Telefonat mit einem entfernteren Verwandten, betagt, aber noch wach und lebenslustig. Er ist promovierter Historiker, Musikliebhaber, gebildet, sensibel, Ästhet durch und durch. Es geht um die Zersiedlung der Landschaft. Schrecklich, meint er. Diese Betonklötze überall, die Neubau- und Gewerbegebiete. Bald bleibe nichts mehr übrig von der Schönheit vergangener Zeiten. Und die Windräder, wirft man ein, die seien doch der endgültige Todesstoß für unsere Landschaften. Ach, entgegnet er leichthin, um die gehe es ihm nicht. Irgendwoher müsse der Strom ja kommen.
Wie kommt es, dass ein Mensch, der sich jahrzehntelang hauptberuflich darum kümmerte und dafür kämpfte, altes Kulturgut zu erhalten, die verheerenden landschaftsästhetischen Auswirkungen von mittlerweile rund 30.000 Windkraftwerken landauf, landab, nicht wahrnimmt? Und der noch dazu in einer Region lebt, die von der Windindustrie nahezu vollständig massakriert, ihres anmutigen Charakters beraubt und in ein riesiges Industriegebiet verwandelt wurde. Wie kann man den Wald vor lauter Bäumen nicht sehen? Wie kann man offenbar die eigenen Wertmaßstäbe, das Urteil darüber, was schön und nicht schön ist, so vollständig verdrängen oder gar verraten?
Der Landschaftsarchitekt Werner Nohl, der als (heute emeritierter) Professor am Wissenschaftszentrum Weihenstephan der Technischen Universität München (TUM) über Jahrzehnte die Wahrnehmung landschaftlicher Reize erforschte, meint die Antwort auf diese Frage zu kennen. Sie liege im Zusammenprall von Wissen, hier ökologischem Wissen und ästhetischer Wertschätzung. Ein Beispiel: Vom rein ökologischen Standpunkt aus betrachtet seien Weinlandschaften wie der Rheingau, das Moseltal oder der Kaiserstuhl der reine Horror: riesige, frei geräumte Monokulturen, die intensiv mit Agrarchemie behandelt werden.
Ein (vielleicht sogar abstinent lebender) Umweltschützer würde sie meiden wie die Pest und die Frage, ob er diese Landschaften schön finde, sicher mit einem klaren Nein beantworten. Ein passionierter Weinkenner dagegen würde die gezirkelten Schachbrettmuster der Rebparzellen preisen und die wertvollen Kreszenzen, die ihnen entstammen. Für ihn sind Weinlandschaften, vor allem wenn sie in der herbstlichen Erntezeit in Gold und bunten Farben erglühen, ein ästhetisches Labsal.

◇ ◇ ◇ ◇ ◇

Aufgaben
1/ Nenne alle Weinlandschaften, die der Text über Windkraft und Landschaft als Beispiel anführt.
2/ An welcher Einrichtung erforschte Werner Nohl laut dem Text über Windkraft und Landschaft die Wahrnehmung landschaftlicher Reize?

Einträge des Pointing-Datensatzes
◇ ◇ ◇ ◇ ◇

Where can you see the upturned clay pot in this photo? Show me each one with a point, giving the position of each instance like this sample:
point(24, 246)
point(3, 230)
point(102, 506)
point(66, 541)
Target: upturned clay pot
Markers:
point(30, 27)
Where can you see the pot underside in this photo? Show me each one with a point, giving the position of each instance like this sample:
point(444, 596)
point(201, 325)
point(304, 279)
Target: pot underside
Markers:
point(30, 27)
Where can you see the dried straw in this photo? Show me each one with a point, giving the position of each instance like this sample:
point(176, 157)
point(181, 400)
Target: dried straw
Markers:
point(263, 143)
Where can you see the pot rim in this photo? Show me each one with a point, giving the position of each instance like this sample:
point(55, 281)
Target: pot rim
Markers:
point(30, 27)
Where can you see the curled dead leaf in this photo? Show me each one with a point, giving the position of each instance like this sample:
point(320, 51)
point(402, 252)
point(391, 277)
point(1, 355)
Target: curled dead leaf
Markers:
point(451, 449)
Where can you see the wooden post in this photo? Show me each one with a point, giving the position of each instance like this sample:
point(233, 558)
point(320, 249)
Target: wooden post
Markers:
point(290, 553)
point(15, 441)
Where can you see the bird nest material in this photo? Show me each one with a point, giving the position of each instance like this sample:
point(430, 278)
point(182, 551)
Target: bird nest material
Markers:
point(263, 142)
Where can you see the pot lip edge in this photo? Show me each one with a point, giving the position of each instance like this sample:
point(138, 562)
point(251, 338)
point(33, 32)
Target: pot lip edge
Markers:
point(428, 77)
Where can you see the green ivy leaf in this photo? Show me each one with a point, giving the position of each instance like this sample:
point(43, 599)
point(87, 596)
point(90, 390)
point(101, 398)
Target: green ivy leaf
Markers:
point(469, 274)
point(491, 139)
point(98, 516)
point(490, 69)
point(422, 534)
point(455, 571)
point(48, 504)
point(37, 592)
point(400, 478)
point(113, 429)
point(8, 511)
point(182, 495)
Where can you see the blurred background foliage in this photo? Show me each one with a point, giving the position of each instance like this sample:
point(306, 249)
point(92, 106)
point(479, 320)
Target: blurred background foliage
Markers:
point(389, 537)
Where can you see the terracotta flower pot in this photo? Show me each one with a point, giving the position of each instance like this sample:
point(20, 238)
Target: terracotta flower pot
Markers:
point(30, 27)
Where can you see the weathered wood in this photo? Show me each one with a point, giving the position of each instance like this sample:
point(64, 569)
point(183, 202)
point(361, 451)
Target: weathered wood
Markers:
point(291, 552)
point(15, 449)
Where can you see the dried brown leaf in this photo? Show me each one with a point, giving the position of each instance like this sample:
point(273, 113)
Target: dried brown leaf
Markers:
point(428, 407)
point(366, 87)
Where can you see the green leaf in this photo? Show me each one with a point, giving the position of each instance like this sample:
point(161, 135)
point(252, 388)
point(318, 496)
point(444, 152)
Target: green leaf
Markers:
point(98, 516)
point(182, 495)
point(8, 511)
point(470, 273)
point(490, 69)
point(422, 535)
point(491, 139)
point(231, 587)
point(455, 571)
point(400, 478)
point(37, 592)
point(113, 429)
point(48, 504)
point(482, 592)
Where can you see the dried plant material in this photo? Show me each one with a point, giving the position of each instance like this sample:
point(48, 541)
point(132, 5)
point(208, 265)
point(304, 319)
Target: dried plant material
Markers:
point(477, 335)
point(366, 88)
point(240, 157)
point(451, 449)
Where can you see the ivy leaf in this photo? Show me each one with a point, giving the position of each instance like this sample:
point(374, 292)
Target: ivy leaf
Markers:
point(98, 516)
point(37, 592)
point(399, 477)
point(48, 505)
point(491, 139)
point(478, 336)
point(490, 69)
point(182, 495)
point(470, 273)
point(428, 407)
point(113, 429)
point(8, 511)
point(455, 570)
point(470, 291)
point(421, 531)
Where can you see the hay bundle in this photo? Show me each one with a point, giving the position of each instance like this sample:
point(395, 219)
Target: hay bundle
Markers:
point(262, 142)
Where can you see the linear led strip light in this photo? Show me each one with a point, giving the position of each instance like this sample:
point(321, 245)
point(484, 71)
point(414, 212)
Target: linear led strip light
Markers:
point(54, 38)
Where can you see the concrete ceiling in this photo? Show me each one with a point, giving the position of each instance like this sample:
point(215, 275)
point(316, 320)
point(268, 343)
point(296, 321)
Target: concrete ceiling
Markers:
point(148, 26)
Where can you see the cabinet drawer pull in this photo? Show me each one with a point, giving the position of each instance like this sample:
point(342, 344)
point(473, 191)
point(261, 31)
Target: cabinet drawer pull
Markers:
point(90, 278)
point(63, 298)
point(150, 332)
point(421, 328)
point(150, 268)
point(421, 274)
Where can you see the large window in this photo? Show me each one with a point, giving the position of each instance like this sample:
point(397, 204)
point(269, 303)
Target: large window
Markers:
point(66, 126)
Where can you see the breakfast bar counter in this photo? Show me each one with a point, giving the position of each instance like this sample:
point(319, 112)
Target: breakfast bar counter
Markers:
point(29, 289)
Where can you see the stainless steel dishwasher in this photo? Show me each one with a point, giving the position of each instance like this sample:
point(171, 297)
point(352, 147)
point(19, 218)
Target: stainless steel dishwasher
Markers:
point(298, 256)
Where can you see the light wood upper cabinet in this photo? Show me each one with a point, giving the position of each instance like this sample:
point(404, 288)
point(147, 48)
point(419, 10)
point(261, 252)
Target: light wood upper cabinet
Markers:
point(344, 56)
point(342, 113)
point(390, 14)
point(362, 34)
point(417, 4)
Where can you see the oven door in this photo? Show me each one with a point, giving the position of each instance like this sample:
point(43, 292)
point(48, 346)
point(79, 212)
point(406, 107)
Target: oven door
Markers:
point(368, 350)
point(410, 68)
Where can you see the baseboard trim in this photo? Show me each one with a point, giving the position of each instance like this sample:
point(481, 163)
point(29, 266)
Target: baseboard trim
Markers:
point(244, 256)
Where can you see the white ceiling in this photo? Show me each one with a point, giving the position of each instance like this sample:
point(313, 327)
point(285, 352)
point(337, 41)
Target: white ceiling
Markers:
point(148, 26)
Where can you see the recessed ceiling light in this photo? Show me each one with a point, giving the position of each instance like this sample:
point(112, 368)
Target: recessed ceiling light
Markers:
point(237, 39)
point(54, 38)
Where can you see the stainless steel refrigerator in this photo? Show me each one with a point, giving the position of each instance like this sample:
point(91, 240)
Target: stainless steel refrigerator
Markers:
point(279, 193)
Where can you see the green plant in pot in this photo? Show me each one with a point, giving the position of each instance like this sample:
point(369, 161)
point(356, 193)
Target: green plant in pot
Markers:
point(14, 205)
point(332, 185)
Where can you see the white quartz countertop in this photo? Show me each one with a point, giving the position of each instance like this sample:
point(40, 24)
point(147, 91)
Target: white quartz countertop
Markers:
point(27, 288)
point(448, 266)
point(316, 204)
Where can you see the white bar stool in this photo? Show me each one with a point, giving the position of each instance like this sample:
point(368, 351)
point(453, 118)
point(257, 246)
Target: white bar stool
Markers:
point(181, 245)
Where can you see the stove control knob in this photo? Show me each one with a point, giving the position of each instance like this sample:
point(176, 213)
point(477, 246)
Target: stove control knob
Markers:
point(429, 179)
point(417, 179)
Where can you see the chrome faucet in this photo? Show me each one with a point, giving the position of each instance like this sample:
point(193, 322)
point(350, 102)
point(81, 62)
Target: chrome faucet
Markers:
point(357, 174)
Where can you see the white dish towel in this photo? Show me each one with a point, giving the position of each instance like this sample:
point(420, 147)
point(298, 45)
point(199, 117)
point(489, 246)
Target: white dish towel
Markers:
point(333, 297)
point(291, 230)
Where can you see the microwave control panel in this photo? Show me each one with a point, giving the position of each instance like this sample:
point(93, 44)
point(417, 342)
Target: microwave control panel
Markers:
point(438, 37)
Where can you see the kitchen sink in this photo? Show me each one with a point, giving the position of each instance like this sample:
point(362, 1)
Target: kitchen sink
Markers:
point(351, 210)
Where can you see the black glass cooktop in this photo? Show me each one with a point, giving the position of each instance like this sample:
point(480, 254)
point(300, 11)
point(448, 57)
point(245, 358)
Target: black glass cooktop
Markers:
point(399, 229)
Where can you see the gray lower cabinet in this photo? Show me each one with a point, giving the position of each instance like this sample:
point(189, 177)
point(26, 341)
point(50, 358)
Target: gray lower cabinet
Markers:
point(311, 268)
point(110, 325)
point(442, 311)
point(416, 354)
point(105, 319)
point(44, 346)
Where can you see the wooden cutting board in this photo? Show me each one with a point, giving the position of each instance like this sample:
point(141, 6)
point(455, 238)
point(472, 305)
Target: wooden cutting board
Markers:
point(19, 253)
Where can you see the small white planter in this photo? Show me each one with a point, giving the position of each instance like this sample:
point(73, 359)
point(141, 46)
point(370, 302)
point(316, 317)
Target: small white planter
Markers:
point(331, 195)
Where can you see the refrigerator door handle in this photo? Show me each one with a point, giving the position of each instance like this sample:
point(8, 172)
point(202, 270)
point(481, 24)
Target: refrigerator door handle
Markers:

◇ ◇ ◇ ◇ ◇

Antworten
1/ Rheingau, Moseltal, Kaiserstuhl

2/ Am Wissenschaftszentrum Weihenstephan der Technischen Universität München (TUM).